What this task involves: Render everything from the line containing "Where is each instance of the fan motor" down to the line containing "point(405, 383)" as a Markdown table with the columns Row and Line, giving the row number in the first column and the line in the second, and omitting blank lines.

**** Data rows

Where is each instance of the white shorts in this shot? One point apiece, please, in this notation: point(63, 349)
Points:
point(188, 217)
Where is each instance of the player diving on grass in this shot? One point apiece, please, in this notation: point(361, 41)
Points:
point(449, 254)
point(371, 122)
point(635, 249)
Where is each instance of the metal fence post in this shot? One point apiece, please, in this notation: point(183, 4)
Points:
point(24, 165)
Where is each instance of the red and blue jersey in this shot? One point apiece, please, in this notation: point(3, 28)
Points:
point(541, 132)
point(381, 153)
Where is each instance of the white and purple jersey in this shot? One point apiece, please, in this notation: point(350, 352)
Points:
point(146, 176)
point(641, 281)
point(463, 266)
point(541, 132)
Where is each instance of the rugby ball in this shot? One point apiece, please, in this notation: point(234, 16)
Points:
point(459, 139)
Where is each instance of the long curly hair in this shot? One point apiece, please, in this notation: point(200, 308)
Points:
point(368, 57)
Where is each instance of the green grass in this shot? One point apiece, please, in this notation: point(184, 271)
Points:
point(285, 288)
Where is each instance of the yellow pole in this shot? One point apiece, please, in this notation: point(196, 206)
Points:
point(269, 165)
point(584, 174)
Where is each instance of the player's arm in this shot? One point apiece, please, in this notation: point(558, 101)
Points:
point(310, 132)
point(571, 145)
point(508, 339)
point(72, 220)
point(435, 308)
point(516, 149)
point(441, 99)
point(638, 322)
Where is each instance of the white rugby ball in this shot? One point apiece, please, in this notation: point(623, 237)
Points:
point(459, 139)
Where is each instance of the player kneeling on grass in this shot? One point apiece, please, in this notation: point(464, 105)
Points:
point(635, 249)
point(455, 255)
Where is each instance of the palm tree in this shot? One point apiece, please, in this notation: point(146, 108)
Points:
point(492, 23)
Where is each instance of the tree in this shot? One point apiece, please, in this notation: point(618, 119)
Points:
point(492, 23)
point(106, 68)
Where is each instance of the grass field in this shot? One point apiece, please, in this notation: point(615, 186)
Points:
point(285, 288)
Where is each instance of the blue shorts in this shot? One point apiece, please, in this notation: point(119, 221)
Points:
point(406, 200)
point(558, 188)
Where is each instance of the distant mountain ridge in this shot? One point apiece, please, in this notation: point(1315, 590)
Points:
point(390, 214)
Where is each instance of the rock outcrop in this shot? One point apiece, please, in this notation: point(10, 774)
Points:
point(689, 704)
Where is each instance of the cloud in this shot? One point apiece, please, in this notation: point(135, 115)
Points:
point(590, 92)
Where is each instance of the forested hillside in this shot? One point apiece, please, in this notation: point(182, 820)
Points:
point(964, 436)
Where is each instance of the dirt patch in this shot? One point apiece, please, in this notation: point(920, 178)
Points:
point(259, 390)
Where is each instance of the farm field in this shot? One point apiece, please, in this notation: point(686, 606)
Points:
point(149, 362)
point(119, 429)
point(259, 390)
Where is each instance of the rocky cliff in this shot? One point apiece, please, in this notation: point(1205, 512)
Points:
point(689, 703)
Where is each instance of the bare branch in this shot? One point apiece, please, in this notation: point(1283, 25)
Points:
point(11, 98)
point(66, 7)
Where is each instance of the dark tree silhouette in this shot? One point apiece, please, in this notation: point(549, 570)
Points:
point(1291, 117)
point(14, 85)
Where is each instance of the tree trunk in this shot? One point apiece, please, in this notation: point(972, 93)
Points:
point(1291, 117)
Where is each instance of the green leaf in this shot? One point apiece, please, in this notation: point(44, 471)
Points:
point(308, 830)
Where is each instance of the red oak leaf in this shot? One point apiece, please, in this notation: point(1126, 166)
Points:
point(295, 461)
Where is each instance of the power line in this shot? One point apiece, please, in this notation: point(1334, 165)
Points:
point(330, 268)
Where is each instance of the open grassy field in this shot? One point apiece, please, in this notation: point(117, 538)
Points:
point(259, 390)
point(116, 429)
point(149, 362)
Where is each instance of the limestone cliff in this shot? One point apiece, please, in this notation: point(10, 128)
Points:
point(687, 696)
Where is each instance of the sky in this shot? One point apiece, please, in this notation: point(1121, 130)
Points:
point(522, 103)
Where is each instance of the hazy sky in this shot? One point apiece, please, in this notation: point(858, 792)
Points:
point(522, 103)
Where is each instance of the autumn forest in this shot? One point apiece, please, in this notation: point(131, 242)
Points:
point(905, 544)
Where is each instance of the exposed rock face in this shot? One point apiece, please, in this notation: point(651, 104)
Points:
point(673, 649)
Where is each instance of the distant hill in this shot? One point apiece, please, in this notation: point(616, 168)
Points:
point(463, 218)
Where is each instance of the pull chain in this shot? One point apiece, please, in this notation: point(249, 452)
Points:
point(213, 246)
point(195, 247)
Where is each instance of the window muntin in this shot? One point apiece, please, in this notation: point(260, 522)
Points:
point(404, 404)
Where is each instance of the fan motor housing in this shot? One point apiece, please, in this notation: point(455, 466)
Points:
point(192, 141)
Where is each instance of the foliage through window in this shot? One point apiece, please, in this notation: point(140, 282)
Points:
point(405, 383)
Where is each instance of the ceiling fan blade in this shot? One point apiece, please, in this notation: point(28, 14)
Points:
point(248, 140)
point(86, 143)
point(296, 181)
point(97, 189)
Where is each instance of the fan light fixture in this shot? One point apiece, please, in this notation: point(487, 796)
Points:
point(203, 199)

********

Result of the exercise:
| Row | Line |
|---|---|
| 1 | Where is each instance of the fan motor housing in this shot? One point apiece, please, in this notation: point(455, 466) |
| 2 | Points: |
| 3 | point(192, 141) |
| 4 | Where is each instance of the foliage through window in this shot? One point apiece, please, in this notation: point(140, 282) |
| 5 | Points: |
| 6 | point(405, 383) |